Table 3-1: Low-Power Modes

Low-Power Mode	CPU State	Peripheral State	SRAM	Wake Source	Wake Time	Chip Current @1.8V
PM_SLEEP_MODE_IDLE	stop	run	accessible	any interrupt	<0.5us	LPSYS: 0.2mA~0.8mA HPSYS: 1.2mA~5.5mA
PM_SLEEP_MODE_LIGHT	stop	stop	inaccessible, fully retained	wake interrupt	30us~100us	LPSYS: 186uA HPSYS: 1155uA
PM_SLEEP_MODE_DEEP	stop	stop	LPSYS: inaccessible, fully retained HPSYS: inaccessible, only 64KB retained	wake interrupt	100us~1ms	LPSYS: 93uA HPSYS: 316uA
PM_SLEEP_MODE_STANDBY	reset	reset	LPSYS: inaccessible, fully retained HPSYS: inaccessible, only 64KB retained	wake interrupt	1ms~2ms	<5uA

Table 3-2: Shutdown Modes

Low-Power Mode	CPU State	Peripheral State	SRAM	IO	Wake Source	Wake Time	Chip Current @1.8V
Hibernate	reset	reset	data not retained	high impedance	RTC and PIN	>2ms	600nA
Shutdown	reset	reset	data not retained	high impedance	RTC and PIN	>2ms	250nA

Note: The above current data is for reference only, and actual values may increase due to different peripheral enablement and IO settings. “stop” indicates that the component stops working and can resume operation without reconfiguration upon exiting the low-power mode; “reset” indicates that the component stops working and is reset upon exiting the low-power mode, and for the CPU, it will start executing from ROM, and for peripherals, they need to be reconfigured to work.

···

Directions for this task: Return the section of the low-power modes tables from "Note: The above" down to "reconfigured to work." word for word. The items that follow have nothing to do with the low-power modes tables.

···

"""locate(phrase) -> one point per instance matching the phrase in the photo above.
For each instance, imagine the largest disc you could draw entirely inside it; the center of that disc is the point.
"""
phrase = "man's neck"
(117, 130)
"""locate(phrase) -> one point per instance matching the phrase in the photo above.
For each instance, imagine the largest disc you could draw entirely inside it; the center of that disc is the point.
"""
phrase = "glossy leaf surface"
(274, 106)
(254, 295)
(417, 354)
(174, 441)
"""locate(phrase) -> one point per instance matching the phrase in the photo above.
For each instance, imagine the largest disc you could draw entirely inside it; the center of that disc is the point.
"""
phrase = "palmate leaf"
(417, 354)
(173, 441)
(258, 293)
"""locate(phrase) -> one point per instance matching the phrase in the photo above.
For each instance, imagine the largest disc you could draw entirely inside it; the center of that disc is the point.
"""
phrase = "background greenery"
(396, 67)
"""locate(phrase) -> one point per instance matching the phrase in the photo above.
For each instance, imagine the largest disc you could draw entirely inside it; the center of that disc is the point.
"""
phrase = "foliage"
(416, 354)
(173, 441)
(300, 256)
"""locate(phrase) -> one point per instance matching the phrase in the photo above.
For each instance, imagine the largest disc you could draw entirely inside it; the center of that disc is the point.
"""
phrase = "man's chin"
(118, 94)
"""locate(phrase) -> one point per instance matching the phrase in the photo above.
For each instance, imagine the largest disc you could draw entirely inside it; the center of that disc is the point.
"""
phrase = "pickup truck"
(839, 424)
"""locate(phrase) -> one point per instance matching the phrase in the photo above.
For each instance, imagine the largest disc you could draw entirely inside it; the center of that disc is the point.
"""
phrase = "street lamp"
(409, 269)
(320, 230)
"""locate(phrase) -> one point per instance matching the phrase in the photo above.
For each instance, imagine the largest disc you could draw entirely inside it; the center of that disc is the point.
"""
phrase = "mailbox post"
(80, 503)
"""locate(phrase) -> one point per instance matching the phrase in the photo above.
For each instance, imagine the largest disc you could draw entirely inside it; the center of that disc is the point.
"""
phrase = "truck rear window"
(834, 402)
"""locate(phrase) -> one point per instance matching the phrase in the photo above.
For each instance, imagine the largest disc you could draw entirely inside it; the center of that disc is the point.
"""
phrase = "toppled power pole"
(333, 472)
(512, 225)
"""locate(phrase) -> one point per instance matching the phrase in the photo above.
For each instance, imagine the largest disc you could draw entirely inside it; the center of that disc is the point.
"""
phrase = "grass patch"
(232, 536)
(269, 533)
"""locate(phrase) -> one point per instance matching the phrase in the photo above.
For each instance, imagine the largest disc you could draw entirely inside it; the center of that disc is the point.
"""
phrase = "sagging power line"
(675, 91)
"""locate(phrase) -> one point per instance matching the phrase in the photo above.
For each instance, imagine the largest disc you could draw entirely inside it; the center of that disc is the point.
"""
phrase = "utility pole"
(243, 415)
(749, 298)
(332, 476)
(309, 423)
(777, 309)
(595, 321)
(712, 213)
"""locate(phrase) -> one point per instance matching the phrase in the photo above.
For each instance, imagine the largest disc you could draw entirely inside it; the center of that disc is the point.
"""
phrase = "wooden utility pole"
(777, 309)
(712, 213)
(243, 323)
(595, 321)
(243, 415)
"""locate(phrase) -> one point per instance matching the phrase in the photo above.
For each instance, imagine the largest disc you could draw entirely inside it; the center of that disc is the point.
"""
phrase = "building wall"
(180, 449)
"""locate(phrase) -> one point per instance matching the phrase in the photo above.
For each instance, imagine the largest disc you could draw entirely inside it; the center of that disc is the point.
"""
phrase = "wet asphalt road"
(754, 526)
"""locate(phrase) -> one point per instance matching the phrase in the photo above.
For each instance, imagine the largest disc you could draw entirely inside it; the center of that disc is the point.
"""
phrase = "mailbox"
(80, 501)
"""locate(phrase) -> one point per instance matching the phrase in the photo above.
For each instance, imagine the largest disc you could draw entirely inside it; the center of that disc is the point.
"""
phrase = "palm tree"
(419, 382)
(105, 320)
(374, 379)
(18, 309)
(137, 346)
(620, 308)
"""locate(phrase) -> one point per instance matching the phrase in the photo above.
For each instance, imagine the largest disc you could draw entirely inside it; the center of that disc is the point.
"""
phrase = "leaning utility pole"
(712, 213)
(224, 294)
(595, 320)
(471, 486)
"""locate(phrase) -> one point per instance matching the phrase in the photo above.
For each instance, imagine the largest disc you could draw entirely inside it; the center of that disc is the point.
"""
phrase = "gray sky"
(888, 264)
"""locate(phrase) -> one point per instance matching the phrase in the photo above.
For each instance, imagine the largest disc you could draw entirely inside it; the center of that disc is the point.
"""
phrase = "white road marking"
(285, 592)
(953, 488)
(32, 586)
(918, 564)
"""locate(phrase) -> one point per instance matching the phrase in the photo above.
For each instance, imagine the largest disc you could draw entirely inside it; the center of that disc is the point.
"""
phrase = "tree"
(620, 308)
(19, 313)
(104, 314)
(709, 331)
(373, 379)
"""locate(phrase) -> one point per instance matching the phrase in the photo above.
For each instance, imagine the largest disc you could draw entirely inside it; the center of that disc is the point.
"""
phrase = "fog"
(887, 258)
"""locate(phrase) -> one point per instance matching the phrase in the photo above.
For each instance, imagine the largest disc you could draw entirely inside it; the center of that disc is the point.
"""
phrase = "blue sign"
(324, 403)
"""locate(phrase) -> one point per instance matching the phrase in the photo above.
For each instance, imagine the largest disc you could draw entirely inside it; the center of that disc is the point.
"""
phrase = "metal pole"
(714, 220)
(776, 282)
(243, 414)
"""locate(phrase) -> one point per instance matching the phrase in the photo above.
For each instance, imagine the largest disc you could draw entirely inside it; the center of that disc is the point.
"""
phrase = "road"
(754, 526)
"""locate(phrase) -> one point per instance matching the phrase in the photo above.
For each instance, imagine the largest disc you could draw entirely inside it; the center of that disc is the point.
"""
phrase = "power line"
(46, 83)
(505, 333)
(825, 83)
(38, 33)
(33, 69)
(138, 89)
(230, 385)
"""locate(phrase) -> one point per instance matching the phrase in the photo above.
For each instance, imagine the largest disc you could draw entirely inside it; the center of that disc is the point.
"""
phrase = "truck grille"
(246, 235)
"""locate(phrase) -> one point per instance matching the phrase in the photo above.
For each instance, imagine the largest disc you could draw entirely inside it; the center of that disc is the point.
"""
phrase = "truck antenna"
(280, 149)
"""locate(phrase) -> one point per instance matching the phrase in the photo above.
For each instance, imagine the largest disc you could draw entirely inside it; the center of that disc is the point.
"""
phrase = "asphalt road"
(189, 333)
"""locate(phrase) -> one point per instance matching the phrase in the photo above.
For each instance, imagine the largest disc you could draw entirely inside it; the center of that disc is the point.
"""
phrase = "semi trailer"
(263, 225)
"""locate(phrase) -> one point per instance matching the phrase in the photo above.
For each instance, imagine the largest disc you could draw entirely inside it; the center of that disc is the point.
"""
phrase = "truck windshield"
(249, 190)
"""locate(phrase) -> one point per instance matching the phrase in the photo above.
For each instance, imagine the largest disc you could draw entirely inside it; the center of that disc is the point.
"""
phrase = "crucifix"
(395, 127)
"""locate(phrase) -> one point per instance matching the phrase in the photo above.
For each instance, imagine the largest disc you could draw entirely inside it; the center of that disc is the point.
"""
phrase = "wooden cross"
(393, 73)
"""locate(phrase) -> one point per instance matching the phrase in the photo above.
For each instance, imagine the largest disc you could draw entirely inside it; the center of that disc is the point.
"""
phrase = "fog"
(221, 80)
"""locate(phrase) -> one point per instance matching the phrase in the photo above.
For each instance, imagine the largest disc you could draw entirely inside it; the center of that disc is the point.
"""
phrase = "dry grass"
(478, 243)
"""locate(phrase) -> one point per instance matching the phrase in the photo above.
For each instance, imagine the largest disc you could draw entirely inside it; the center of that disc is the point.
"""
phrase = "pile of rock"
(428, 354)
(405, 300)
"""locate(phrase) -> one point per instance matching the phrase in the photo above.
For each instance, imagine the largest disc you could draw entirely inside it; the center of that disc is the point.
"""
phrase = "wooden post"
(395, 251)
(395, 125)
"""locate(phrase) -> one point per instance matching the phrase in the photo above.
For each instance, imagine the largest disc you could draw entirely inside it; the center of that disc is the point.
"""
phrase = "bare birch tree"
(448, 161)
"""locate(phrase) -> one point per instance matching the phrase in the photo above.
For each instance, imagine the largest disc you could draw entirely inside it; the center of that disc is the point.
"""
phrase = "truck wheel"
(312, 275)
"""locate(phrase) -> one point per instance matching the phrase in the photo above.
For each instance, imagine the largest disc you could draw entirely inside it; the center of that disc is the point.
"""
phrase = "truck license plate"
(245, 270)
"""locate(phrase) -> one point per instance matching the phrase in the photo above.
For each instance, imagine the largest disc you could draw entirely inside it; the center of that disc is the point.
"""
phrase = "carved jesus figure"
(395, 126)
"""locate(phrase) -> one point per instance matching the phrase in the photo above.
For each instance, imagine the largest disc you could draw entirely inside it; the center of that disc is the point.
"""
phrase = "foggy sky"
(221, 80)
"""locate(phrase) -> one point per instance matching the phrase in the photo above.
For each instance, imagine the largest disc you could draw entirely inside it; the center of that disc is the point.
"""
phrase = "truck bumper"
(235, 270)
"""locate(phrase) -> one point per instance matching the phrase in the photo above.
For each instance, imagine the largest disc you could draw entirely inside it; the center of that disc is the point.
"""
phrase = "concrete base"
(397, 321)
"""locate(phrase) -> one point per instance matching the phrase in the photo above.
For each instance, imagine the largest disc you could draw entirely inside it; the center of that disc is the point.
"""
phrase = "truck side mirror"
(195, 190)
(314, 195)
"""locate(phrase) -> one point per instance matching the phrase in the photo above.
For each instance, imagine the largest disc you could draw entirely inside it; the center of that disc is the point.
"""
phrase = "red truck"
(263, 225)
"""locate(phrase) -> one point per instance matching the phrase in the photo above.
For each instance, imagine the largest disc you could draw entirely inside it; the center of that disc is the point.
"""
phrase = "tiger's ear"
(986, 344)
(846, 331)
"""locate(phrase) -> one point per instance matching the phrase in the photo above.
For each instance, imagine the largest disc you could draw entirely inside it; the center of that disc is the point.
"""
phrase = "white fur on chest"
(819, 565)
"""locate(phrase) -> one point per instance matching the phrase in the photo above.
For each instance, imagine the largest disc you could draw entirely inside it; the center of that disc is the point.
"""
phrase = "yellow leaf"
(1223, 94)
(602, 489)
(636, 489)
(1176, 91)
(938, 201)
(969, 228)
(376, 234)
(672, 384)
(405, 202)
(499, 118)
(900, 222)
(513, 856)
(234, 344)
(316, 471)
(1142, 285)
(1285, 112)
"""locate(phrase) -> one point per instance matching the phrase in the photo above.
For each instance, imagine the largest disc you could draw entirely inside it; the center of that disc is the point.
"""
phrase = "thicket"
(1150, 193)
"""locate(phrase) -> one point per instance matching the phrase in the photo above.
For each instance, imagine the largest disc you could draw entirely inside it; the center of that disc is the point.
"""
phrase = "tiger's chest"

···

Task solution:
Note: The above current data is for reference only, and actual values may increase due to different peripheral enablement and IO settings. “stop” indicates that the component stops working and can resume operation without reconfiguration upon exiting the low-power mode; “reset” indicates that the component stops working and is reset upon exiting the low-power mode, and for the CPU, it will start executing from ROM, and for peripherals, they need to be reconfigured to work.